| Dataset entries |
+--
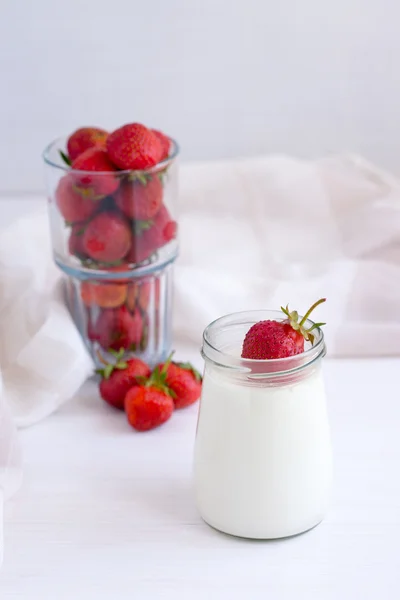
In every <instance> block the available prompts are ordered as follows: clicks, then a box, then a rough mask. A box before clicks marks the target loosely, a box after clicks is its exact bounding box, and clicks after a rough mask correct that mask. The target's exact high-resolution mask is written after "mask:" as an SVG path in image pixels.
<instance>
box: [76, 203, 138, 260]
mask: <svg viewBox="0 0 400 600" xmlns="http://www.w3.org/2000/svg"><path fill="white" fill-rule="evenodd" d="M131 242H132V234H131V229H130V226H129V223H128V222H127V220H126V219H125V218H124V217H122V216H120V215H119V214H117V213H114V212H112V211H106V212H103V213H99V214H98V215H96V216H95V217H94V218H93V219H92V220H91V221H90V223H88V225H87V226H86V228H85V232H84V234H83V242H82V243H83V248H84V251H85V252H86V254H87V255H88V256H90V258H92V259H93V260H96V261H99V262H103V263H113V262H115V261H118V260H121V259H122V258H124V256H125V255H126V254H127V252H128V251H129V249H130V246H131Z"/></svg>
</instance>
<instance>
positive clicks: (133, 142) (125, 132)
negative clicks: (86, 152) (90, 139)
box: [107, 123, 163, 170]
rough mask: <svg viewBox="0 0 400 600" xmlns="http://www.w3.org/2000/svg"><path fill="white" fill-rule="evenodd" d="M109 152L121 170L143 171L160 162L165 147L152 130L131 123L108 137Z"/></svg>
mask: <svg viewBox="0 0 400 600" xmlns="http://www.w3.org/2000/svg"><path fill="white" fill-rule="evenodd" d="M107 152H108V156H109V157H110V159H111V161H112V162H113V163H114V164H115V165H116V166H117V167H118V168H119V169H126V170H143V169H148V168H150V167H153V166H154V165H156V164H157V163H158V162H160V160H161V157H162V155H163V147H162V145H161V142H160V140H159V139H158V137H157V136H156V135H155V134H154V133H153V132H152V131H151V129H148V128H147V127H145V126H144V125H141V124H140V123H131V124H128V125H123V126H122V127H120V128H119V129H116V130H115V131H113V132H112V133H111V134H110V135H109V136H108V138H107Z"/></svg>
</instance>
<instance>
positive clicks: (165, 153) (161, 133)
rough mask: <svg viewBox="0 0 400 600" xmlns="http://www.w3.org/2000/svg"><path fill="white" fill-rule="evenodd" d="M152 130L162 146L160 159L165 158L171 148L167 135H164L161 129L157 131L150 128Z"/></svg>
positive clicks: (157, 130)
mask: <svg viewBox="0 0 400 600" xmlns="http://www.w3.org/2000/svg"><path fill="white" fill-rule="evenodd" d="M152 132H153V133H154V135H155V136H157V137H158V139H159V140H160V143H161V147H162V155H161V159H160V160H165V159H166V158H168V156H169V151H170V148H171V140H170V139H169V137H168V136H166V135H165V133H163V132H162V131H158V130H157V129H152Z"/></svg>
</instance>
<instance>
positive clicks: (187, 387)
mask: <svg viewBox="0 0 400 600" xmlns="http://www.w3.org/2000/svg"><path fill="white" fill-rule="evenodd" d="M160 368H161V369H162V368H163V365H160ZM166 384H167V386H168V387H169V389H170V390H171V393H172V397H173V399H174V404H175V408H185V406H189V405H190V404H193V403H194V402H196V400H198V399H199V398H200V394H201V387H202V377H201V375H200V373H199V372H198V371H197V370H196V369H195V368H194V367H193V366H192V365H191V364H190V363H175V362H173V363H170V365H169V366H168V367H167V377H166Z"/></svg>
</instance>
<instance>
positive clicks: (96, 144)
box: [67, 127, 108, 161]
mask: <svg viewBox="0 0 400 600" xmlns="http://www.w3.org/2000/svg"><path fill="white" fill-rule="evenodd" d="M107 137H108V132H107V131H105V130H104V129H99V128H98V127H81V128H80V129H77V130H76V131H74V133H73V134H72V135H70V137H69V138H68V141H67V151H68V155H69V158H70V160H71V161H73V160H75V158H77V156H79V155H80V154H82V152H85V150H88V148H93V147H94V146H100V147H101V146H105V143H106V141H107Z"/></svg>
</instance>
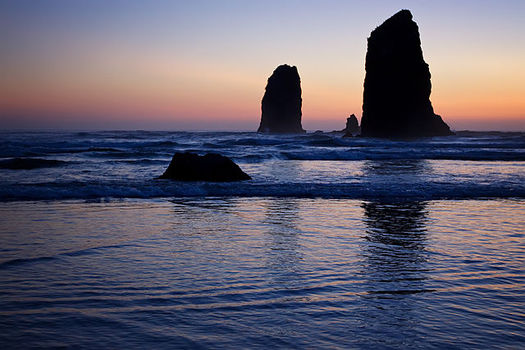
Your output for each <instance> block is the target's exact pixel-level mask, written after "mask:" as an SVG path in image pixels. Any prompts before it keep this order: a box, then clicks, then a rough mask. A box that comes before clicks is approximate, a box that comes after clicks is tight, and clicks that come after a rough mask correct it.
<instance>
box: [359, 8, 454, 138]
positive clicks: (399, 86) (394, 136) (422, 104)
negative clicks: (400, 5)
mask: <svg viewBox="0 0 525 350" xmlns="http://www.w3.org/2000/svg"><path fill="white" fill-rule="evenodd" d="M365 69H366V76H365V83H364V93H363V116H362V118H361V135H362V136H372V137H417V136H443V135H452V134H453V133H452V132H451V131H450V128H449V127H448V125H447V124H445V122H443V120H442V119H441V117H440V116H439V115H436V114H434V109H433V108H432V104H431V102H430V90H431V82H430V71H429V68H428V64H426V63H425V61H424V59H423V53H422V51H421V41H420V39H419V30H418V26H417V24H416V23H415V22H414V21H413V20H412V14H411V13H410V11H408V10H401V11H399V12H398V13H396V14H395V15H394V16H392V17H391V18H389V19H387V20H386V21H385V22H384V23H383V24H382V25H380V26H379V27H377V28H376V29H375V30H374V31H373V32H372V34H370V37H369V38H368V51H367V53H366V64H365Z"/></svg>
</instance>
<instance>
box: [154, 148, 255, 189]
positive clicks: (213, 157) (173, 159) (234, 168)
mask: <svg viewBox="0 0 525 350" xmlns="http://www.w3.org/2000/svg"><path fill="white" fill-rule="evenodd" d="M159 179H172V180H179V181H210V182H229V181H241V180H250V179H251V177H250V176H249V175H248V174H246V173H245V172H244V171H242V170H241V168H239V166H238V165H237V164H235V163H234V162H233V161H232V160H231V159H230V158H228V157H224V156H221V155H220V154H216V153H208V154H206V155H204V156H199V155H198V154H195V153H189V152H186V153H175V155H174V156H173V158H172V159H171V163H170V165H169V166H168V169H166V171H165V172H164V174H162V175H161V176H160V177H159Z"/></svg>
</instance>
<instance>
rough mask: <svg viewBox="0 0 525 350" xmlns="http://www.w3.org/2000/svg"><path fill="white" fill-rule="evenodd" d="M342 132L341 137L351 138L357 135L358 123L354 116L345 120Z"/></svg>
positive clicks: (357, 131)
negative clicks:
+--
| WHAT YOU WILL DO |
Repeat the records above verbatim, with no pictures in the result.

| EXERCISE SOLUTION |
In every <instance> block the available prompts are ordered as follows: clicks, then a box, then a rough mask. A box before clicks marks the target loosely, a box after clicks is its exact bounding box, and clicks after a rough mask correct that mask. The target's exact high-resolution mask is written after "mask:" as an SVG path in image pixels.
<instance>
box: [76, 203, 138, 260]
mask: <svg viewBox="0 0 400 600" xmlns="http://www.w3.org/2000/svg"><path fill="white" fill-rule="evenodd" d="M131 242H132V234H131V229H130V226H129V223H128V222H127V220H126V219H125V218H124V217H122V216H120V215H119V214H117V213H114V212H112V211H106V212H103V213H99V214H98V215H96V216H95V217H94V218H93V219H92V220H91V221H90V223H88V225H87V226H86V228H85V232H84V234H83V242H82V243H83V248H84V251H85V252H86V254H87V255H88V256H90V258H92V259H93V260H96V261H99V262H103V263H113V262H115V261H118V260H121V259H122V258H124V256H125V255H126V254H127V252H128V251H129V249H130V246H131Z"/></svg>
</instance>
<instance>
positive clicks: (133, 142) (125, 132)
negative clicks: (86, 152) (90, 139)
box: [107, 123, 163, 170]
rough mask: <svg viewBox="0 0 400 600" xmlns="http://www.w3.org/2000/svg"><path fill="white" fill-rule="evenodd" d="M109 152L121 170L143 171L160 162L165 147L152 130L131 123L108 137Z"/></svg>
mask: <svg viewBox="0 0 400 600" xmlns="http://www.w3.org/2000/svg"><path fill="white" fill-rule="evenodd" d="M107 152H108V156H109V157H110V159H111V161H112V162H113V163H114V164H115V165H116V166H117V167H118V168H119V169H126V170H143V169H148V168H150V167H153V166H154V165H156V164H157V163H158V162H160V160H161V157H162V155H163V147H162V145H161V142H160V140H159V139H158V137H157V136H156V135H155V134H154V133H153V132H152V131H151V129H148V128H147V127H145V126H144V125H141V124H140V123H131V124H128V125H123V126H122V127H120V128H119V129H116V130H115V131H113V132H112V133H111V134H110V135H109V136H108V138H107Z"/></svg>
</instance>
<instance>
positive clicks: (165, 153) (161, 133)
rough mask: <svg viewBox="0 0 400 600" xmlns="http://www.w3.org/2000/svg"><path fill="white" fill-rule="evenodd" d="M152 130L162 146L160 159L165 158L171 148L167 135H164L161 129L157 131L150 128Z"/></svg>
positive clicks: (157, 130)
mask: <svg viewBox="0 0 400 600" xmlns="http://www.w3.org/2000/svg"><path fill="white" fill-rule="evenodd" d="M152 132H153V133H154V135H155V136H157V137H158V139H159V140H160V143H161V147H162V155H161V159H160V160H165V159H166V158H168V156H169V151H170V148H171V140H170V139H169V137H168V136H166V135H165V133H163V132H162V131H158V130H157V129H152Z"/></svg>
</instance>
<instance>
positive clicks: (187, 387)
mask: <svg viewBox="0 0 400 600" xmlns="http://www.w3.org/2000/svg"><path fill="white" fill-rule="evenodd" d="M160 368H161V369H162V368H163V365H160ZM166 384H167V386H168V387H169V389H170V390H171V393H172V397H173V399H174V404H175V408H185V406H189V405H190V404H193V403H194V402H196V400H198V399H199V398H200V394H201V387H202V377H201V375H200V373H199V372H198V371H197V370H196V369H195V368H194V367H193V366H192V365H191V364H190V363H175V362H173V363H170V365H169V366H168V367H167V377H166Z"/></svg>
</instance>
<instance>
positive clicks: (96, 144)
box: [67, 127, 108, 161]
mask: <svg viewBox="0 0 400 600" xmlns="http://www.w3.org/2000/svg"><path fill="white" fill-rule="evenodd" d="M107 137H108V132H107V131H105V130H104V129H99V128H98V127H81V128H80V129H77V130H76V131H74V133H73V134H72V135H70V137H69V138H68V141H67V151H68V155H69V158H70V160H71V161H73V160H75V158H77V156H79V155H80V154H82V152H85V150H88V148H93V147H94V146H100V147H101V146H105V143H106V141H107Z"/></svg>
</instance>
Your output for each <instance> block is the target's exact pixel-level mask, written after "mask:" as an SVG path in image pixels. Any prompts before it keep this order: a box, then clicks, then a rough mask. A box that comes before clicks is approximate, a box that comes after clicks is tight, and clicks that come after a rough mask correct it.
<instance>
box: [359, 8, 454, 138]
positive clicks: (399, 86) (394, 136) (422, 104)
negative clicks: (400, 5)
mask: <svg viewBox="0 0 525 350" xmlns="http://www.w3.org/2000/svg"><path fill="white" fill-rule="evenodd" d="M365 69H366V76H365V83H364V93H363V116H362V118H361V135H362V136H372V137H417V136H443V135H452V134H453V133H452V132H451V131H450V128H449V127H448V125H447V124H445V122H443V120H442V119H441V117H440V116H439V115H436V114H434V109H433V108H432V104H431V102H430V90H431V82H430V71H429V68H428V64H426V63H425V61H424V59H423V53H422V51H421V41H420V39H419V30H418V26H417V24H416V23H415V22H414V21H413V20H412V14H411V13H410V11H408V10H401V11H399V12H398V13H396V14H395V15H394V16H392V17H391V18H389V19H387V20H386V21H385V22H384V23H383V24H382V25H380V26H379V27H377V28H376V29H375V30H374V31H373V32H372V34H370V37H369V38H368V51H367V53H366V64H365Z"/></svg>
</instance>
<instance>
box: [154, 148, 255, 189]
positive clicks: (213, 157) (173, 159) (234, 168)
mask: <svg viewBox="0 0 525 350" xmlns="http://www.w3.org/2000/svg"><path fill="white" fill-rule="evenodd" d="M159 179H172V180H179V181H210V182H229V181H241V180H250V179H251V177H250V176H249V175H248V174H246V173H245V172H244V171H242V170H241V168H239V166H238V165H237V164H235V163H234V162H233V161H232V160H231V159H230V158H228V157H224V156H221V155H220V154H216V153H208V154H206V155H204V156H199V155H198V154H195V153H189V152H186V153H175V155H174V156H173V158H172V159H171V163H170V165H169V166H168V169H166V171H165V172H164V174H162V175H161V176H160V177H159Z"/></svg>
</instance>
<instance>
rough mask: <svg viewBox="0 0 525 350" xmlns="http://www.w3.org/2000/svg"><path fill="white" fill-rule="evenodd" d="M342 132L341 137L351 138L357 135L358 123L354 116L345 120Z"/></svg>
positive clicks: (357, 131)
negative clicks:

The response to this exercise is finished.